■ **TASK DIRECTIONS**
Gather every line in the material below that contains the word "branch" and copy each one in full. Treat uppercase and lowercase as different.

Rows from an object pointing dataset
·····

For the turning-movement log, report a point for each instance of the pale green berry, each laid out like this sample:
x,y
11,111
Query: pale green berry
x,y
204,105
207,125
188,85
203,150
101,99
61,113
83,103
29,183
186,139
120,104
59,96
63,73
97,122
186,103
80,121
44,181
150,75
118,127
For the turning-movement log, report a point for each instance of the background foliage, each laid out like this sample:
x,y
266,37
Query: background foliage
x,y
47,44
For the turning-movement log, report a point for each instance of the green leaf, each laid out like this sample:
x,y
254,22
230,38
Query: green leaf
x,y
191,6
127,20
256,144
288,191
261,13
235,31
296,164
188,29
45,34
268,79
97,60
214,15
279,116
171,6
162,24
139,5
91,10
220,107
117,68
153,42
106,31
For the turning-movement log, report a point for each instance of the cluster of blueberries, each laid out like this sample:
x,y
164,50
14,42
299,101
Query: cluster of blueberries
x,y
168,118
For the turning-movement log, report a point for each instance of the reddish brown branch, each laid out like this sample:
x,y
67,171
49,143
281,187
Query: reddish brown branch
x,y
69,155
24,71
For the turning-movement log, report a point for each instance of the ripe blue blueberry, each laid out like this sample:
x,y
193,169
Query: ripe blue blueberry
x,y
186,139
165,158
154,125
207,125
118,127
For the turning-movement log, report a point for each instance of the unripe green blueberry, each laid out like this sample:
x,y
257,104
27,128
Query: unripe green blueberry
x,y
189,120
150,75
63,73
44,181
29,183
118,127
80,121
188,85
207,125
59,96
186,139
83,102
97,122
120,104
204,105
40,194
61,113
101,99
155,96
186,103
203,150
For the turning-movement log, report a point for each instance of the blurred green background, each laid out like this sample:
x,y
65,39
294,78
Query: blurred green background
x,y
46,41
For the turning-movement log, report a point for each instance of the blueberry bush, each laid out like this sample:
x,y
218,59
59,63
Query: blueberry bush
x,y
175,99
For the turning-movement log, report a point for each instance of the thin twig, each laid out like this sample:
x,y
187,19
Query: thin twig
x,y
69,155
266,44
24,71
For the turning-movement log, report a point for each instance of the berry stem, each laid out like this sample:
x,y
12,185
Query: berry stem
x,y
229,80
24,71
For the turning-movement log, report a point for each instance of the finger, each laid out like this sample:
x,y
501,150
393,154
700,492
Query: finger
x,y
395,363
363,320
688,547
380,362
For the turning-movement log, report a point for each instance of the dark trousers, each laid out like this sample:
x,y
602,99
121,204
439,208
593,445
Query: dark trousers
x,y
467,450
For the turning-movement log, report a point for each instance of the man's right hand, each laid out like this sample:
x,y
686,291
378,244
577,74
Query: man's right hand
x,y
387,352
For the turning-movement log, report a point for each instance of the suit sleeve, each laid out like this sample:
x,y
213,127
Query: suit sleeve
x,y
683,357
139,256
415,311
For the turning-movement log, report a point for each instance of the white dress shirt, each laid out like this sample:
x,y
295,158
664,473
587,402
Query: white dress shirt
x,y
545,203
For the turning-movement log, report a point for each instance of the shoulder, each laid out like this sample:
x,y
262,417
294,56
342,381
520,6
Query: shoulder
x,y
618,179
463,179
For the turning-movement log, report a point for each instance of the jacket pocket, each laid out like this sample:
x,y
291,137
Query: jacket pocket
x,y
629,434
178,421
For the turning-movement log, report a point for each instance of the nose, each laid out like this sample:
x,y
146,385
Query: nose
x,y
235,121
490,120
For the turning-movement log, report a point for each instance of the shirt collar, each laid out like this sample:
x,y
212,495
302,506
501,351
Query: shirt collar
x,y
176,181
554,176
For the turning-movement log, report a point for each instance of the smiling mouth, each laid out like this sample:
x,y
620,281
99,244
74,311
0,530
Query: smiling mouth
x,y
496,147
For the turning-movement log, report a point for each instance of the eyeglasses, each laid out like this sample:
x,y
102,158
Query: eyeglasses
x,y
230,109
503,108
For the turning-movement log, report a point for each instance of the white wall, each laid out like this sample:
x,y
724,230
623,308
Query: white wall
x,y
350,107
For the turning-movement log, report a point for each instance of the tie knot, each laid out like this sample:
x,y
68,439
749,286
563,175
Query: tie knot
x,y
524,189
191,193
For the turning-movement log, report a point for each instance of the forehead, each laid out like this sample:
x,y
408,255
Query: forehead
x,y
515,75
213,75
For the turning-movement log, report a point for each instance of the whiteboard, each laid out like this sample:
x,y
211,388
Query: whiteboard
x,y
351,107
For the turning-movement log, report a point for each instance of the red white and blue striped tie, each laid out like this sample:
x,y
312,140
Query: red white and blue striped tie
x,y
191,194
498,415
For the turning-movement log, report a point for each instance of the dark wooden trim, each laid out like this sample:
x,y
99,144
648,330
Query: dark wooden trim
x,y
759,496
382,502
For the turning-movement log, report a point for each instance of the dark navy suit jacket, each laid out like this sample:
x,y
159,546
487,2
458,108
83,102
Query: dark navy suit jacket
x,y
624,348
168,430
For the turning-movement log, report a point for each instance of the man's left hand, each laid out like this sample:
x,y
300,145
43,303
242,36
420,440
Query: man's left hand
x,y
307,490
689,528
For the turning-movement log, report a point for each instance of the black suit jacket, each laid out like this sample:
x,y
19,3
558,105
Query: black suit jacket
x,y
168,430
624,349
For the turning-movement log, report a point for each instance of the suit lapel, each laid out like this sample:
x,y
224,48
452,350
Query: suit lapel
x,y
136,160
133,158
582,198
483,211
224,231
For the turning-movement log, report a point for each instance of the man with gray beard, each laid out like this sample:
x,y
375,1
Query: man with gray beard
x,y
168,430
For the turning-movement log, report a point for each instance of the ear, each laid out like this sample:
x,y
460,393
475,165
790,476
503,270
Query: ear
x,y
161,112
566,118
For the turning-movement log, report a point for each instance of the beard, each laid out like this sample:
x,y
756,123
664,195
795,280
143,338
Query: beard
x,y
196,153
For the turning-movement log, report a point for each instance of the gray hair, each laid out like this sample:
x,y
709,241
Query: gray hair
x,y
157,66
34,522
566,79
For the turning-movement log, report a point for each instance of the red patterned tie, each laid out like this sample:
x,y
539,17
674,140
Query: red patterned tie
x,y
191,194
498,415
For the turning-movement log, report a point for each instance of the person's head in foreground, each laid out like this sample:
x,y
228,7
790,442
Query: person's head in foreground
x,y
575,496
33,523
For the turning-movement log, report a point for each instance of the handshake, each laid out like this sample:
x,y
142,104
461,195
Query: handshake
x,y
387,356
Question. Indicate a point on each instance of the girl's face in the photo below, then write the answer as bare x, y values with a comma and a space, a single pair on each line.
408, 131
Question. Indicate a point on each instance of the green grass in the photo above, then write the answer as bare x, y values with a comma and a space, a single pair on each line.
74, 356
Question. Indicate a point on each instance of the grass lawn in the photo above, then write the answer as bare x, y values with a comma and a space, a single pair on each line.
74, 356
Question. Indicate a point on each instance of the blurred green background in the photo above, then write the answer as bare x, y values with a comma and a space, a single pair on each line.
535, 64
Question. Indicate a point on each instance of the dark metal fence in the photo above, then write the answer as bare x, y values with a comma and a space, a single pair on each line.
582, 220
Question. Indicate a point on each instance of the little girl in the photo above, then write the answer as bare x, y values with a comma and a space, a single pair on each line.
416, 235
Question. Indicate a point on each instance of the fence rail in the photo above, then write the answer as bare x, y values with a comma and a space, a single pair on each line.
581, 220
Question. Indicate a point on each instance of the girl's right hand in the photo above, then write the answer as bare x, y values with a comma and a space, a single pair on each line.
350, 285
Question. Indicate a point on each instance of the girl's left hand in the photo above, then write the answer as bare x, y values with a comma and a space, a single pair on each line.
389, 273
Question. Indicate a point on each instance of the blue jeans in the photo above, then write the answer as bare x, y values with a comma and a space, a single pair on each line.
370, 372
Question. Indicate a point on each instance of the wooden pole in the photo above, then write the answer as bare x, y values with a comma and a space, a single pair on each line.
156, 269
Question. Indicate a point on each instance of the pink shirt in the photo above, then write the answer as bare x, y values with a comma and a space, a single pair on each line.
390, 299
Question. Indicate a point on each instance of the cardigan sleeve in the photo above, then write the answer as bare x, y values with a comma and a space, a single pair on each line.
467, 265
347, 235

·····

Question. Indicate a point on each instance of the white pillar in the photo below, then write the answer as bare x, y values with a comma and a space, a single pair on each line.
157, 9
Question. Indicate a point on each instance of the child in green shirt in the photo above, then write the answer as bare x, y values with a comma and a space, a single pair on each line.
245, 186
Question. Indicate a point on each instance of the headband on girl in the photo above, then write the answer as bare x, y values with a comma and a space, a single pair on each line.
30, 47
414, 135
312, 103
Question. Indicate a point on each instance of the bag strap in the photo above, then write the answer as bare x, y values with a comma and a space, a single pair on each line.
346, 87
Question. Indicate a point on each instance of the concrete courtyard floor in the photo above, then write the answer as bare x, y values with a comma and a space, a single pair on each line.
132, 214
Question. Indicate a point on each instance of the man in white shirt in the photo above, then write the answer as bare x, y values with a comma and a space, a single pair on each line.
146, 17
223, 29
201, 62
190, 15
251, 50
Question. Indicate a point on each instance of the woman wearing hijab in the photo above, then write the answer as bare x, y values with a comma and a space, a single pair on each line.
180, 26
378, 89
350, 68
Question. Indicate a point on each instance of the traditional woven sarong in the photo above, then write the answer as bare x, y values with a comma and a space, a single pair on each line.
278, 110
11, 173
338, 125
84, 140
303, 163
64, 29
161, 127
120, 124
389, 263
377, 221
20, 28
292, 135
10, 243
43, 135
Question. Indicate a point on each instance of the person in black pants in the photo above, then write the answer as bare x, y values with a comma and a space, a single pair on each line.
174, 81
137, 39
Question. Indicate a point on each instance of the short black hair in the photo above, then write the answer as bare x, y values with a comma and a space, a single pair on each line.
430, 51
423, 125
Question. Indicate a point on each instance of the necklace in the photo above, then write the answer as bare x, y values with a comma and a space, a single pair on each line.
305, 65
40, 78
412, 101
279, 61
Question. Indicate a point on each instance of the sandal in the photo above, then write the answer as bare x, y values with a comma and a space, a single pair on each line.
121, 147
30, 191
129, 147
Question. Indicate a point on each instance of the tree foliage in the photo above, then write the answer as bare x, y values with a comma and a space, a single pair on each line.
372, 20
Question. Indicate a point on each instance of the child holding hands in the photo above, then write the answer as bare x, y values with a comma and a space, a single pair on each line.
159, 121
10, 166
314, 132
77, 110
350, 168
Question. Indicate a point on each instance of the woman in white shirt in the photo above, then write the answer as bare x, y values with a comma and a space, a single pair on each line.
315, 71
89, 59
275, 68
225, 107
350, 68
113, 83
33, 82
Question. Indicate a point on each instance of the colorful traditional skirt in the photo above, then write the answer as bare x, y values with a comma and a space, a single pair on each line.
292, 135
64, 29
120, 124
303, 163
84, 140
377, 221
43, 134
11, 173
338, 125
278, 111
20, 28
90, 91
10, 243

·····

■ **SOLUTION BELOW**
For the turning-movement log, report a point for each instance of the reddish brown branch, each laid out like this sample:
Query: reddish brown branch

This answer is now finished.